• **INSTRUCTIONS TO FOLLOW**:
Rewrite only the stretch of the listing below from the line containing "Exercise. Point out every instance of the fish lower" through the line containing "point(281, 69)". Raise every x and y coordinate in the point answers by 41, and leave all other lines as they are.

• **Lines of data**:
____

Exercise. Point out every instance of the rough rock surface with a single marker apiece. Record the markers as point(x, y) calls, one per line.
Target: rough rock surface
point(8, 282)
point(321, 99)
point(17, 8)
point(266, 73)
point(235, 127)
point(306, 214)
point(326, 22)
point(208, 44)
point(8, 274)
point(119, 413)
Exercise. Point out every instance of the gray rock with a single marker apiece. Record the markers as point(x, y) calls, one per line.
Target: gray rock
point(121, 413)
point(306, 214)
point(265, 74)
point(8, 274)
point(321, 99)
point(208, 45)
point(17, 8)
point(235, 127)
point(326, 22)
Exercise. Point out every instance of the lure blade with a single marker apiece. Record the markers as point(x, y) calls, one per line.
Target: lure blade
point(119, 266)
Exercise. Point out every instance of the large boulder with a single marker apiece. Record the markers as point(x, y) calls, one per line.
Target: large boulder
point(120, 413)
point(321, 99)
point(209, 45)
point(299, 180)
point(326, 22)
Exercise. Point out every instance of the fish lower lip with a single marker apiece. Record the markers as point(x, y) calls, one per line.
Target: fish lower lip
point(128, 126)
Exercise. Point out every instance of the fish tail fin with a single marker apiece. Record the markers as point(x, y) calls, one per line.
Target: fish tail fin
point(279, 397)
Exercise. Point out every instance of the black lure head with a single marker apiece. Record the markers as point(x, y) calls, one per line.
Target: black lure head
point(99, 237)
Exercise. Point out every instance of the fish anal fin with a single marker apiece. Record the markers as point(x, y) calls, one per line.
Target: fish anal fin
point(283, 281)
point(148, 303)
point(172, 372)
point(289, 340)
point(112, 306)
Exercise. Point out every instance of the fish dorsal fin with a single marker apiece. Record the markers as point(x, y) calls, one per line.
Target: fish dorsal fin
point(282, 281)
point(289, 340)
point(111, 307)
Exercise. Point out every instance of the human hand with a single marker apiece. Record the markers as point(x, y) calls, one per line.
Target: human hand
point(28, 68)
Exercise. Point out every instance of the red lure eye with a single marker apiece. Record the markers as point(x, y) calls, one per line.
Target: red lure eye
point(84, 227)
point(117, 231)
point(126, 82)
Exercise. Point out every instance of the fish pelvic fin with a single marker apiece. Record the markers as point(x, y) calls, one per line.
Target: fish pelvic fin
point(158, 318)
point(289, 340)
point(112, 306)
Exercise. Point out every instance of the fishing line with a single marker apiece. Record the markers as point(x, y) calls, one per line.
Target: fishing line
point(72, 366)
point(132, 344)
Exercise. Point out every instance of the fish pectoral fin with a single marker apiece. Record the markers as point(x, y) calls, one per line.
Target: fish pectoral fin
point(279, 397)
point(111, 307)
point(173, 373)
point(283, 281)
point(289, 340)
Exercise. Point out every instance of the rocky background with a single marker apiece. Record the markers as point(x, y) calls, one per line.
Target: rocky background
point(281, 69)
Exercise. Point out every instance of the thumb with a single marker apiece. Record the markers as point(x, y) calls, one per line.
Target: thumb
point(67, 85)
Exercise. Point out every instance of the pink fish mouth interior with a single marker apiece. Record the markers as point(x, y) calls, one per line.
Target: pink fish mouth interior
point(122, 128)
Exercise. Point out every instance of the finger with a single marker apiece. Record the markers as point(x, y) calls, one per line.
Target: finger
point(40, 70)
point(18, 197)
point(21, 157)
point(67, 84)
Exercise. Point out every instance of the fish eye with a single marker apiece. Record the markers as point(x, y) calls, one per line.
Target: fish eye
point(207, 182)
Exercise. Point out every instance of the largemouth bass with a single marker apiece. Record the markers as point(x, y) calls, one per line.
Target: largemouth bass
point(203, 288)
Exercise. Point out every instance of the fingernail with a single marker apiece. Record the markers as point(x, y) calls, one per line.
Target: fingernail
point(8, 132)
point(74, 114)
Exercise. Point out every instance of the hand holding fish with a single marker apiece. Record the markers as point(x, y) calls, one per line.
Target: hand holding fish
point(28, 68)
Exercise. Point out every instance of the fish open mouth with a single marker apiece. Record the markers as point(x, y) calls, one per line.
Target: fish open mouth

____

• **CORRECT ANSWER**:
Exercise. Point out every instance of the fish lower lip with a single marker apiece. Record the markers as point(x, y) calls, one per line.
Target: fish lower lip
point(169, 167)
Exercise. Point out every instance of the fish tail fin with a single marker apiece. Record the markers as point(x, y) calls, one per line.
Target: fish tail fin
point(320, 438)
Exercise. Point out every instance of the black lure head with a single marker apiece. Record the markers as point(x, y) calls, one per line.
Target: black lure head
point(140, 278)
Exercise. Point out every instance of the fish anal fin with a single marker apiece. Record the markers as point(x, y) calls, one per line.
Target: fish anal fin
point(324, 322)
point(189, 344)
point(213, 413)
point(330, 381)
point(153, 347)
Exercise. Point out every instance of the fish dorsal fin with a single marker apiece. Record the markers as point(x, y) calls, one per line.
Target: fish dorsal fin
point(323, 322)
point(330, 381)
point(152, 348)
Exercise. Point out every instance of the human hand with a single marker apiece. Record the markers as point(x, y) calls, one per line.
Target: human hand
point(69, 109)
Exercise. Point out every instance of the red lure eye with a single marker apiece. Record the markers as point(x, y) calls, one per line.
Target: red lure eye
point(125, 268)
point(158, 272)
point(167, 123)
Exercise. Point out every instance of the fish pelvic fin with a single marker apiece. Record the markers as point(x, y) calls, one per line.
Target: fish pelvic fin
point(199, 359)
point(330, 381)
point(153, 347)
Exercise. Point out every instance of the fishing line with a single marker apiece. Record the markers as point(x, y) calls, one per line.
Target: fishing line
point(113, 407)
point(173, 385)
Exercise. Point out every instance of the fish pectoral fin with a single marker apiece. Record the markers as point(x, y) calls, one per line.
Target: fish pectoral fin
point(320, 438)
point(152, 348)
point(214, 414)
point(324, 322)
point(330, 381)
Exercise. Point out every instance of the rocky background with a single marker apiece. Record the markers as point(x, y) calls, one per line.
Target: rocky background
point(322, 110)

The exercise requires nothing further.